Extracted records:
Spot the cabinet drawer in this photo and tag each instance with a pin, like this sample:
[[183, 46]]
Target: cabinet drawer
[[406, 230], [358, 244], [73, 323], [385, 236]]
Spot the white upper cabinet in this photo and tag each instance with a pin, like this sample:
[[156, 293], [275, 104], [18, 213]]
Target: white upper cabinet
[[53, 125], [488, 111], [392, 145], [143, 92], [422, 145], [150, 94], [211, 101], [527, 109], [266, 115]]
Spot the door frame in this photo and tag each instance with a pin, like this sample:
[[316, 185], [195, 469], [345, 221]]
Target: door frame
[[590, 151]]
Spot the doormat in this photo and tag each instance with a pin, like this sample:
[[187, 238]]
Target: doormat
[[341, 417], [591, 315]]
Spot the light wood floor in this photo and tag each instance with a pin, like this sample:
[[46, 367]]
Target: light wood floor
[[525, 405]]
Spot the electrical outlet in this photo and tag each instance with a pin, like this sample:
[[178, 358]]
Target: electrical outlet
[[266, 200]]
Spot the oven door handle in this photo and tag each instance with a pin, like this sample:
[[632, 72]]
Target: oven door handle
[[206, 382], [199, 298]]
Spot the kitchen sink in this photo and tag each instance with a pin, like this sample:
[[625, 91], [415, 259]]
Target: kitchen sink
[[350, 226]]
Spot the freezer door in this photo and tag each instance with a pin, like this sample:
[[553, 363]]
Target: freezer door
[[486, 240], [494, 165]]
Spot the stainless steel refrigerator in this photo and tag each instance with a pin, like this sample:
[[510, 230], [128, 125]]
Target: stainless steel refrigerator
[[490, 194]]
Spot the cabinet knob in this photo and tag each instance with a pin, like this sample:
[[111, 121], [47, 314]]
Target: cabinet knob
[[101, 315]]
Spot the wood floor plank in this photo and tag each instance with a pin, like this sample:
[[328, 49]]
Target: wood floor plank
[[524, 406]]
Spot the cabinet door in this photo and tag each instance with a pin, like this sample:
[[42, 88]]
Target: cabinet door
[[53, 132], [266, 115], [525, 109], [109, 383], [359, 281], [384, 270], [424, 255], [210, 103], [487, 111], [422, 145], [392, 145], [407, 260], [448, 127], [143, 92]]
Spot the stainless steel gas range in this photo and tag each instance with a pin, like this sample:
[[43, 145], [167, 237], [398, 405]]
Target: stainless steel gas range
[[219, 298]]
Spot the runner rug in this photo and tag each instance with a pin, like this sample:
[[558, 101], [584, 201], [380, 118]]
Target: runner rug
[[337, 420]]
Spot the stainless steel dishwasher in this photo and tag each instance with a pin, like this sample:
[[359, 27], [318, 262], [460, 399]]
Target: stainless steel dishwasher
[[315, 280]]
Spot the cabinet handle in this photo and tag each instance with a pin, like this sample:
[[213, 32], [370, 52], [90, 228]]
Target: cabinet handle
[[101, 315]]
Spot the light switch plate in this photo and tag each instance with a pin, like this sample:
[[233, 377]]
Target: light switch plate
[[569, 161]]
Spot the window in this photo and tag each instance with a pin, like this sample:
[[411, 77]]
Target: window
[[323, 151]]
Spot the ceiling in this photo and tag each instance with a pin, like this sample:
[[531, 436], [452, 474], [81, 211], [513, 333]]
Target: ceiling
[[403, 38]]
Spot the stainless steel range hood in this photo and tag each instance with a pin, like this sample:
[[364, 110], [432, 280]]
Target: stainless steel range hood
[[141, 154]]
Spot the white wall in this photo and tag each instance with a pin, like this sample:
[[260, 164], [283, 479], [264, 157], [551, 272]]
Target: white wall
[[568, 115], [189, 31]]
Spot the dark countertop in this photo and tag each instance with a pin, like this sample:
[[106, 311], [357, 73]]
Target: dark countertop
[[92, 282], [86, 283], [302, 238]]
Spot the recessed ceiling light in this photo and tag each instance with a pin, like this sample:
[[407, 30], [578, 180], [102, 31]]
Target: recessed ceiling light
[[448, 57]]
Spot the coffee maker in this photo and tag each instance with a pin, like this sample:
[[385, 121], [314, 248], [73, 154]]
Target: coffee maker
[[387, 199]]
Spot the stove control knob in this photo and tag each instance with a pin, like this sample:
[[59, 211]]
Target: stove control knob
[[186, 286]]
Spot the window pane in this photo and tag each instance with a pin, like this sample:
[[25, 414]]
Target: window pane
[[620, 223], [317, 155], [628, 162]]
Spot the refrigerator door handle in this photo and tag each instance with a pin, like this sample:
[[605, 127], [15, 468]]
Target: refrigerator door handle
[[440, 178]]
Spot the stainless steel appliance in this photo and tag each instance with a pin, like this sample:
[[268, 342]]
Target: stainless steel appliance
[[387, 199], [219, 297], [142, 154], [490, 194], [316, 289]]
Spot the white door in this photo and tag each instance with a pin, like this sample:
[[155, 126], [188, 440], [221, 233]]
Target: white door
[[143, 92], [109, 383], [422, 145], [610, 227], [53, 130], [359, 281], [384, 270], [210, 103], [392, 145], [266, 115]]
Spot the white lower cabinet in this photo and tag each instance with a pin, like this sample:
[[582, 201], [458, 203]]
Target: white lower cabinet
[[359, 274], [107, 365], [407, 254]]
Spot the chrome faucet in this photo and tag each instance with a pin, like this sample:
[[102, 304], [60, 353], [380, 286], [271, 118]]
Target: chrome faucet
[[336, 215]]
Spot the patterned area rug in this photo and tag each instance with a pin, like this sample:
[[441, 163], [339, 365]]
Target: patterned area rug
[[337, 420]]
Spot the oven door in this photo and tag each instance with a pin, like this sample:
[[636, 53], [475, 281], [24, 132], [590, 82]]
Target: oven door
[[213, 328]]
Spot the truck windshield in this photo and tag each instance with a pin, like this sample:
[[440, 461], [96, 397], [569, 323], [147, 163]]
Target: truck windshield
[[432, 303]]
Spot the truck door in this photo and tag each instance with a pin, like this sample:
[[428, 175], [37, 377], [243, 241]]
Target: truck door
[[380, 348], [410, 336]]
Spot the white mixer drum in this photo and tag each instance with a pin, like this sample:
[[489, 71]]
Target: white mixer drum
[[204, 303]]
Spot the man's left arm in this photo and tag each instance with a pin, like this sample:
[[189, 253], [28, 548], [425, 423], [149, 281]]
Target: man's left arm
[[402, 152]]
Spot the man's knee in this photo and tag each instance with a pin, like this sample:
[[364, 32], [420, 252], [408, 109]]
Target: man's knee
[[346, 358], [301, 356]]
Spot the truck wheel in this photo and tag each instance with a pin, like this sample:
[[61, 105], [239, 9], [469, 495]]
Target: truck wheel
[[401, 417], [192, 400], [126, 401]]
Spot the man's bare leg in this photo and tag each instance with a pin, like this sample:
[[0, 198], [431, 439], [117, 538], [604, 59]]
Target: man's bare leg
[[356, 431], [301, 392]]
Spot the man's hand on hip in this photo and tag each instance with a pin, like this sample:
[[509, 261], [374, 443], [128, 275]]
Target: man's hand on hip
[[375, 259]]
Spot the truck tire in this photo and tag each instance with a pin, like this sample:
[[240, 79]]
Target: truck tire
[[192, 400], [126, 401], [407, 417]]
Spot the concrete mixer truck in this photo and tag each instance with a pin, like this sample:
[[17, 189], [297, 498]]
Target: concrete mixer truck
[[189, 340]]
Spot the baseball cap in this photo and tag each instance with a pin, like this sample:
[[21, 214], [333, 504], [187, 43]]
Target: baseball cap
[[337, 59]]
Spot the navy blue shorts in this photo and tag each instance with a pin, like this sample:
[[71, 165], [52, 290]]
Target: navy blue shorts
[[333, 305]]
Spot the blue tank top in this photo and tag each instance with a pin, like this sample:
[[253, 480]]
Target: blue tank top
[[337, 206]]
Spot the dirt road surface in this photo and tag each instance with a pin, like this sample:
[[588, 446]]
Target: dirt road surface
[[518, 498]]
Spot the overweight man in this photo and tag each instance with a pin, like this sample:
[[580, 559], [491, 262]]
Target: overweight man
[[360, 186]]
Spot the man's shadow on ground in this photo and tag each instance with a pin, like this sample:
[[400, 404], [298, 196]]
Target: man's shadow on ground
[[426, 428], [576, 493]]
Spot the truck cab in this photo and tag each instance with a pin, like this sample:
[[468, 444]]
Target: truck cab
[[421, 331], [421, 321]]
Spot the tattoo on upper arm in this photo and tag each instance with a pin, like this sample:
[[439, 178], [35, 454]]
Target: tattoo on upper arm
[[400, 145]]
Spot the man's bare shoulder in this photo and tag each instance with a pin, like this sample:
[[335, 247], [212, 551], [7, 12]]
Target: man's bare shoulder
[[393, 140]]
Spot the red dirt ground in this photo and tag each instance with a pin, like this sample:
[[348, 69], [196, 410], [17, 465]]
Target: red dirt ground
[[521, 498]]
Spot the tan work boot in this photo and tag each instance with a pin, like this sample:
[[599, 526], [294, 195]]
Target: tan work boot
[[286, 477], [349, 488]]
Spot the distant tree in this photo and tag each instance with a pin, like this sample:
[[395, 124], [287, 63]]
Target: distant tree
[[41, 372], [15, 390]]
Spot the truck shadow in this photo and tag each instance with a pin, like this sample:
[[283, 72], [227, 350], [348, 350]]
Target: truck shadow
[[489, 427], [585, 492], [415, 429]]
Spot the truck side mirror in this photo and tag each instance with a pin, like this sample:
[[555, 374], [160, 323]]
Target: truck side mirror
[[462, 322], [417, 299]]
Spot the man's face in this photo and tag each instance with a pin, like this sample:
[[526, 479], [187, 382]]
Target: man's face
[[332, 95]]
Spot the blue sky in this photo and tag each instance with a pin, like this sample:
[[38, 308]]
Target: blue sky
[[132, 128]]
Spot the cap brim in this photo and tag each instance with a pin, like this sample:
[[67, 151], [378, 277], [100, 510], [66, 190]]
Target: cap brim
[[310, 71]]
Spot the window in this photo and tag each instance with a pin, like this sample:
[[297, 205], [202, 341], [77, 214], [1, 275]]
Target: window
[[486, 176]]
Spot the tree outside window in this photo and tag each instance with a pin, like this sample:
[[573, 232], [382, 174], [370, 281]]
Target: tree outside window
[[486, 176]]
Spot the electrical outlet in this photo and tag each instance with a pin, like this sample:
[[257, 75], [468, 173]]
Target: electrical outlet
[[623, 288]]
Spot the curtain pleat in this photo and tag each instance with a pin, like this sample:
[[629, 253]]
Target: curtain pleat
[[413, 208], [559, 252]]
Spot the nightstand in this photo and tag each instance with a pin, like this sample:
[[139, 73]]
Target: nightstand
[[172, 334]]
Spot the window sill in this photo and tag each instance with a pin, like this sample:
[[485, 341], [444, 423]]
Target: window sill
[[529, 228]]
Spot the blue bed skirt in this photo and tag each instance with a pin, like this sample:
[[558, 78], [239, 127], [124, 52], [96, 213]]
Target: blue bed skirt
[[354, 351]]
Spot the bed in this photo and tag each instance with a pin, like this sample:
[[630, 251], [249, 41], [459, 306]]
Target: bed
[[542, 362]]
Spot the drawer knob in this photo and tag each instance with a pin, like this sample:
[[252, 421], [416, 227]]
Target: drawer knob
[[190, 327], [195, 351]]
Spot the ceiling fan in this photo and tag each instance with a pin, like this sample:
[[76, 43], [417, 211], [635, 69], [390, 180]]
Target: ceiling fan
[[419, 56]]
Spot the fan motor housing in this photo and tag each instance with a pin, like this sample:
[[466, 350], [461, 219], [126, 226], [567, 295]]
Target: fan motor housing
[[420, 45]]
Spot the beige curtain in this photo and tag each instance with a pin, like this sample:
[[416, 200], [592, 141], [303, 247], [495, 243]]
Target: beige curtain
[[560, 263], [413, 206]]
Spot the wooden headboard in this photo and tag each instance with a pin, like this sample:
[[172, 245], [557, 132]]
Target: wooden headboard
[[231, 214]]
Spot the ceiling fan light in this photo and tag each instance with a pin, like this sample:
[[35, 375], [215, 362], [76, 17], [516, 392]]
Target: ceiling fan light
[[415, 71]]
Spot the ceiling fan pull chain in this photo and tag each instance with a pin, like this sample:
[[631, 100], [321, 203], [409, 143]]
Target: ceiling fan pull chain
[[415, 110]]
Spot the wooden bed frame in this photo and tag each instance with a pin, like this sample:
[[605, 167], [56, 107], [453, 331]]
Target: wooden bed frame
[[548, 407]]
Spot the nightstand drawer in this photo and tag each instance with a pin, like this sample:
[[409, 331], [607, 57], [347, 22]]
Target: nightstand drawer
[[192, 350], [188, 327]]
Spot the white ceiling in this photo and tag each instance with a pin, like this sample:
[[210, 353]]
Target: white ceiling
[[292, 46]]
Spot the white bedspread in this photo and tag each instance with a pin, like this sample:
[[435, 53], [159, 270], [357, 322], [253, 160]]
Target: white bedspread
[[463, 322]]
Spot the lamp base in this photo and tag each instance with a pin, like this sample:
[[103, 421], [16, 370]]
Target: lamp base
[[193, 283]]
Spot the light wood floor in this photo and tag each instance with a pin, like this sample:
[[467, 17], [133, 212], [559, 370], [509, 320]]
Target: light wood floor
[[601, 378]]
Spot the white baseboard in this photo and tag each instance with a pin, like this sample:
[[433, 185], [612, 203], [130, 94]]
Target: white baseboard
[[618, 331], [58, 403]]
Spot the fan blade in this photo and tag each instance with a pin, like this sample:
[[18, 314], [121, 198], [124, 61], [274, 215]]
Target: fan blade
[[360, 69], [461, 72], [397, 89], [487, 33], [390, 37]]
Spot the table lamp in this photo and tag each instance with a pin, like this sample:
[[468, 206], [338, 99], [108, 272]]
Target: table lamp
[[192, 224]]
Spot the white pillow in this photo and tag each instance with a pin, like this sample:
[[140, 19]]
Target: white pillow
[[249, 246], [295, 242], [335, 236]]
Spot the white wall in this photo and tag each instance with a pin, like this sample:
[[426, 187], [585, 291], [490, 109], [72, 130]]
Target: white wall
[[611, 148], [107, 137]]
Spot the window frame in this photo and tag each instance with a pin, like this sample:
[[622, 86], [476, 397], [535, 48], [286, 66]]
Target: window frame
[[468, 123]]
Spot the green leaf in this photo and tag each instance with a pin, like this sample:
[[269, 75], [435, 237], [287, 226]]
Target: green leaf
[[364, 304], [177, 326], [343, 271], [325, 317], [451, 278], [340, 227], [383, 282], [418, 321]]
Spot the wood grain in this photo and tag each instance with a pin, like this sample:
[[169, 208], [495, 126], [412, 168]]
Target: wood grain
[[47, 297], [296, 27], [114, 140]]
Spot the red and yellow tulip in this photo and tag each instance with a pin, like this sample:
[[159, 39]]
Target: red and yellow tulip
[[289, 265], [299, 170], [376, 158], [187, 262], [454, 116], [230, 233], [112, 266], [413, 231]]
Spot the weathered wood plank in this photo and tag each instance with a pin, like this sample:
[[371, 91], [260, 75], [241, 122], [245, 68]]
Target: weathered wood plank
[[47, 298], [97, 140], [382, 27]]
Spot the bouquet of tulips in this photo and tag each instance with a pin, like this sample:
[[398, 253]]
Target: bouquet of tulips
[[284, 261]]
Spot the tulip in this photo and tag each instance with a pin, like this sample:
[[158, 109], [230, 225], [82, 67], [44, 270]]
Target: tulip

> _Required work_: Among the records above, repeat exactly the line with "[[233, 377]]", the line with "Spot the ceiling in", and every line in between, and only those.

> _Answer area_:
[[233, 377]]
Target: light switch plate
[[569, 161]]
Spot the window in this photo and tag each instance with a pin, like this sample:
[[411, 77]]
Target: window
[[323, 151]]
Spot the ceiling in this photo and tag each instance with a pin, like this sample:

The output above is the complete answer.